_Problem to solve_:
Everything from the line containing "Locate every front grille" through the last line of the listing below should be returned exactly, except for pictures.

_Available data_:
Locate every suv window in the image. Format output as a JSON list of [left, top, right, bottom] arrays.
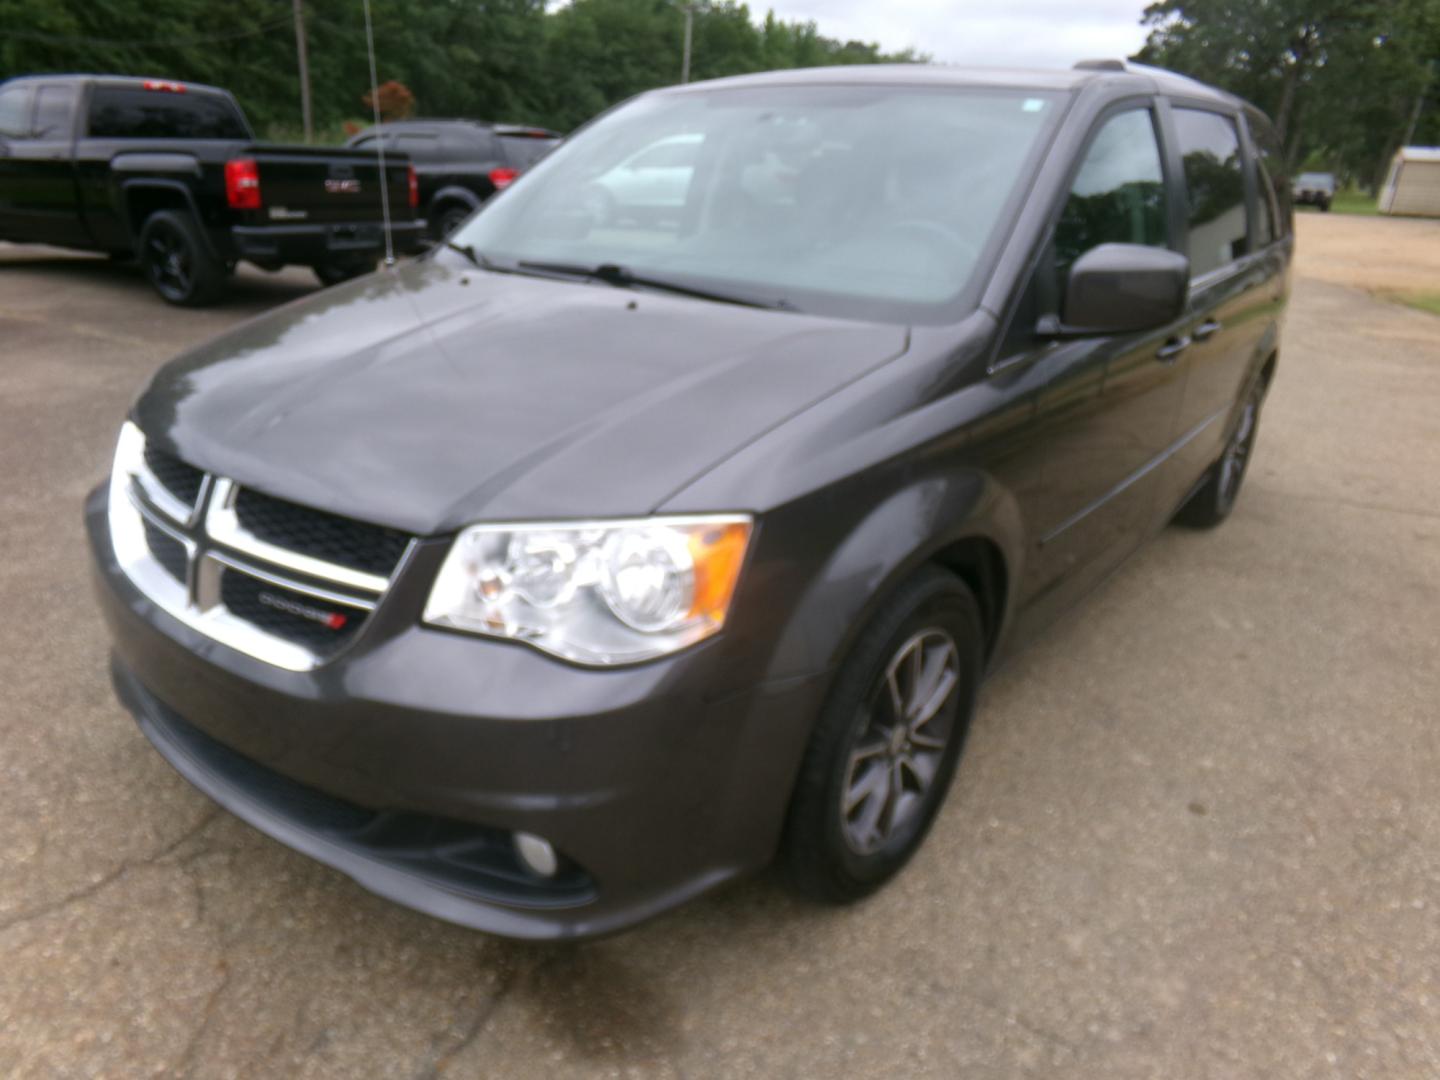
[[32, 85, 76, 139], [396, 133, 440, 163], [0, 85, 34, 138], [499, 134, 558, 169], [1054, 108, 1168, 279], [1173, 108, 1248, 276], [87, 87, 249, 140]]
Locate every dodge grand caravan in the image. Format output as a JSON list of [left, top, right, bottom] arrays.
[[88, 62, 1291, 940]]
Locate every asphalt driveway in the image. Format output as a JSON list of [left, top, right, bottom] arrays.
[[2, 217, 1438, 1078]]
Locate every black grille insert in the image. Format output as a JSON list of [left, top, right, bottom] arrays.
[[220, 570, 367, 656], [233, 488, 410, 578], [143, 444, 205, 510], [142, 518, 188, 583]]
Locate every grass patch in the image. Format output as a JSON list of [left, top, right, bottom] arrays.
[[1330, 190, 1380, 215], [1377, 290, 1440, 317]]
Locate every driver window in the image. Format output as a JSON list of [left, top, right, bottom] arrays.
[[1053, 108, 1168, 282]]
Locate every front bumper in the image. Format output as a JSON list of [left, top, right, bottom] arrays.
[[86, 485, 826, 940], [230, 220, 426, 264]]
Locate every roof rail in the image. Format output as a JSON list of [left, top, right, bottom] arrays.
[[1073, 59, 1127, 72]]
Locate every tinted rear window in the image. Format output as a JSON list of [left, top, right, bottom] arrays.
[[500, 134, 559, 169], [87, 87, 249, 140], [1173, 108, 1248, 277]]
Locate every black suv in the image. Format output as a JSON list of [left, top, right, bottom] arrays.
[[90, 62, 1291, 939], [346, 119, 559, 240]]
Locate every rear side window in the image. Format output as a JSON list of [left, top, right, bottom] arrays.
[[500, 134, 558, 169], [396, 133, 440, 163], [32, 85, 77, 138], [1054, 108, 1168, 274], [0, 85, 34, 137], [87, 87, 249, 140], [1173, 108, 1248, 276], [1250, 114, 1292, 234]]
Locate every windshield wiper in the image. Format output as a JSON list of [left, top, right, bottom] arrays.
[[441, 240, 493, 270], [516, 260, 794, 311]]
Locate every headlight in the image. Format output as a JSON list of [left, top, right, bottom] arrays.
[[423, 516, 752, 665]]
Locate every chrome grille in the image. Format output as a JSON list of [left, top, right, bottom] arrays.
[[143, 444, 205, 510], [108, 422, 412, 671]]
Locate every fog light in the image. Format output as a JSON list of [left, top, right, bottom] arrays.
[[514, 831, 558, 878]]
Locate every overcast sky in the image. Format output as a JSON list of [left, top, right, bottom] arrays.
[[764, 0, 1154, 70]]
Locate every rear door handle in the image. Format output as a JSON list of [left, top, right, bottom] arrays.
[[1156, 336, 1191, 362], [1192, 319, 1223, 341]]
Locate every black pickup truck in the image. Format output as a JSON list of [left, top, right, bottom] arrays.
[[0, 74, 422, 304]]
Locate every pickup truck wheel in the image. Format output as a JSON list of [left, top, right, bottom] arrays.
[[139, 210, 225, 306], [431, 204, 472, 241], [1176, 382, 1264, 528], [781, 567, 983, 903], [313, 258, 377, 288]]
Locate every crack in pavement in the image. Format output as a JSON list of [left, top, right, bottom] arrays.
[[410, 958, 528, 1080], [172, 958, 232, 1080], [0, 808, 221, 934]]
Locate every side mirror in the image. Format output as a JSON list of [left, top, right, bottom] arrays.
[[1041, 243, 1189, 337]]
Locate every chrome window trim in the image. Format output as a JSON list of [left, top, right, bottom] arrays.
[[204, 478, 394, 595]]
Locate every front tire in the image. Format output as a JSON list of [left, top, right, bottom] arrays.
[[138, 210, 226, 306], [1176, 381, 1265, 528], [781, 567, 984, 903]]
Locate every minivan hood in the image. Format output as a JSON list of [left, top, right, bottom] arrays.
[[135, 259, 908, 535]]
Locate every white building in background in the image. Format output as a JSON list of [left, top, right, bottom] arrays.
[[1379, 147, 1440, 217]]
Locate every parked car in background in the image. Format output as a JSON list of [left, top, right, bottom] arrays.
[[1294, 171, 1336, 211], [346, 119, 560, 240], [91, 61, 1291, 940], [0, 74, 422, 304], [584, 132, 703, 224]]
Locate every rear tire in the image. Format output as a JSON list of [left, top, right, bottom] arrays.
[[1176, 380, 1265, 529], [430, 203, 473, 242], [781, 567, 983, 903], [138, 210, 226, 306], [313, 257, 377, 288]]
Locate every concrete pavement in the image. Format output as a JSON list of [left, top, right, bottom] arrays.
[[1, 219, 1438, 1078]]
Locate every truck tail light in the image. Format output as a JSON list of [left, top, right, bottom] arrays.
[[142, 79, 186, 93], [407, 164, 419, 209], [225, 158, 261, 210], [489, 167, 518, 191]]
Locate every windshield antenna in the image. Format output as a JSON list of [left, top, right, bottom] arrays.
[[361, 0, 396, 268]]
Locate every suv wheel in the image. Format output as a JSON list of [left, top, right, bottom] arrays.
[[432, 204, 472, 241], [313, 257, 377, 288], [1177, 381, 1264, 528], [138, 210, 226, 306], [782, 567, 983, 902]]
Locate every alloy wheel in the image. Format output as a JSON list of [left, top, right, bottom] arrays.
[[145, 222, 193, 300], [841, 628, 961, 856], [1219, 397, 1258, 504]]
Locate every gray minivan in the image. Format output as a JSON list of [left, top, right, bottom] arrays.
[[90, 61, 1291, 940]]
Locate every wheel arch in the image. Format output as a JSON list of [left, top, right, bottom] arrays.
[[758, 469, 1026, 689], [120, 180, 220, 261]]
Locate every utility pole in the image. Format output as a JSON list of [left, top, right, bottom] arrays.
[[1400, 60, 1435, 149], [680, 4, 694, 84], [293, 0, 314, 143]]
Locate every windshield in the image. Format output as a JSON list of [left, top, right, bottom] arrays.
[[452, 84, 1063, 323], [1297, 172, 1335, 191]]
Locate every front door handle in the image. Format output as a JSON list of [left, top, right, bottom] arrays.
[[1156, 336, 1191, 363], [1193, 319, 1223, 341]]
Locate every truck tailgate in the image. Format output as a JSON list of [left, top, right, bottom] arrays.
[[249, 145, 412, 225]]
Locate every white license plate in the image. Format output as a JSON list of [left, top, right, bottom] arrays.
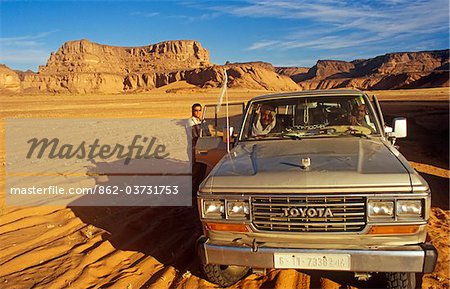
[[274, 253, 351, 270]]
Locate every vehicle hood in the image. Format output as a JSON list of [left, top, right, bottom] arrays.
[[201, 137, 414, 193]]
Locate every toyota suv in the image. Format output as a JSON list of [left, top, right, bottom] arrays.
[[194, 89, 437, 289]]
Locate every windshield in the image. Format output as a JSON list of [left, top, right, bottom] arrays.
[[240, 94, 380, 141]]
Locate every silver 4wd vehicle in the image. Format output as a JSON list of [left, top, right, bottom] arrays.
[[194, 89, 437, 289]]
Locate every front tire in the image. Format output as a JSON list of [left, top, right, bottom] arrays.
[[202, 263, 250, 287], [386, 272, 417, 289]]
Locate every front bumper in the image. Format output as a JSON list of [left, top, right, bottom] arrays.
[[198, 237, 437, 273]]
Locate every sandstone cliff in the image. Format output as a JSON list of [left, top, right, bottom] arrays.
[[352, 50, 448, 75], [18, 39, 212, 94], [121, 63, 299, 92], [13, 40, 299, 94], [308, 60, 355, 79], [224, 63, 299, 90], [21, 72, 125, 94], [40, 39, 210, 74], [2, 39, 448, 94], [282, 50, 449, 90], [275, 67, 309, 83], [0, 65, 21, 93]]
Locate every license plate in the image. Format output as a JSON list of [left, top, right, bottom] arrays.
[[274, 253, 351, 270]]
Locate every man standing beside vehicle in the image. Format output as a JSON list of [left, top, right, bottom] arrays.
[[189, 103, 209, 147], [189, 103, 208, 202]]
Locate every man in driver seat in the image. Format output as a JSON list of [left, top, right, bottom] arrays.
[[332, 103, 371, 129], [349, 104, 370, 127]]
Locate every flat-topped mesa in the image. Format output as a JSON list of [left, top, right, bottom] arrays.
[[39, 39, 211, 74]]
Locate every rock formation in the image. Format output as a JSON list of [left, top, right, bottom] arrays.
[[120, 63, 299, 92], [0, 65, 21, 93], [275, 67, 309, 83], [11, 39, 299, 94], [39, 39, 210, 74], [21, 72, 125, 94], [18, 39, 213, 94], [277, 50, 449, 90], [1, 39, 448, 94]]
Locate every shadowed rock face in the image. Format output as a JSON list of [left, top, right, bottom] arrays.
[[354, 50, 448, 75], [275, 67, 309, 83], [309, 60, 355, 79], [276, 50, 449, 90]]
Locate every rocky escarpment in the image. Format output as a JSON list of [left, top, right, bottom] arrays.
[[39, 39, 210, 74], [353, 50, 448, 75], [1, 40, 448, 94], [307, 60, 355, 79], [9, 39, 299, 94], [18, 39, 213, 94], [0, 65, 21, 93], [275, 67, 309, 83], [277, 50, 449, 90], [122, 63, 299, 92]]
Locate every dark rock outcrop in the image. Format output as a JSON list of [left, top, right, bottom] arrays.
[[287, 50, 449, 90]]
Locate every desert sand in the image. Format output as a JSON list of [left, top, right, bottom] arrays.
[[0, 86, 448, 289]]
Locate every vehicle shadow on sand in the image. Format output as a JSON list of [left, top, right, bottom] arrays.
[[68, 155, 204, 277]]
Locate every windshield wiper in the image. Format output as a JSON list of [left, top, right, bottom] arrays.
[[282, 127, 336, 140], [282, 133, 304, 140], [341, 129, 370, 139], [245, 135, 285, 141]]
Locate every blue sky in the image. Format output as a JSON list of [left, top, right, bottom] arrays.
[[1, 0, 448, 71]]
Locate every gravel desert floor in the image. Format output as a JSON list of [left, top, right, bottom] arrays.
[[0, 86, 448, 289]]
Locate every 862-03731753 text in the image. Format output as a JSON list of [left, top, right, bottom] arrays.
[[9, 185, 180, 195]]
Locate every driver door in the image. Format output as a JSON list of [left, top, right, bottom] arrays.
[[195, 102, 245, 172]]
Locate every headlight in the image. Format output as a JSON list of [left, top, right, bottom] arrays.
[[203, 200, 224, 219], [397, 200, 422, 217], [368, 200, 394, 218], [227, 201, 250, 219]]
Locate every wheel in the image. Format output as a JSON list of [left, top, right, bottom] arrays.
[[386, 272, 417, 289], [202, 263, 250, 287]]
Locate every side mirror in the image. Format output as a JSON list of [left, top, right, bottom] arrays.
[[389, 117, 407, 139]]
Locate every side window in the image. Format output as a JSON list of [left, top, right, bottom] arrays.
[[202, 103, 245, 137], [359, 99, 377, 132]]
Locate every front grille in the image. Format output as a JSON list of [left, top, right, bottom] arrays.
[[251, 196, 366, 233]]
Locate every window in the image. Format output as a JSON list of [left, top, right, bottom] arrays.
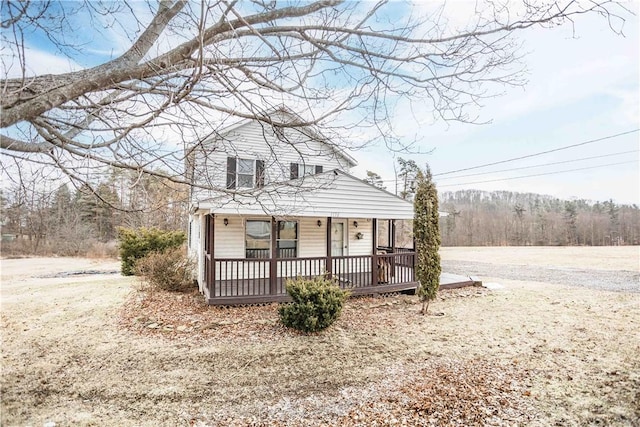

_Result of the task_:
Locate every front grille in the image. Format output as a JSON list of [left, top, right, bottom] arrays.
[[251, 196, 366, 233]]
Locate every window in the image. Format output as a JSON list of [left, top, right, bottom] arrays.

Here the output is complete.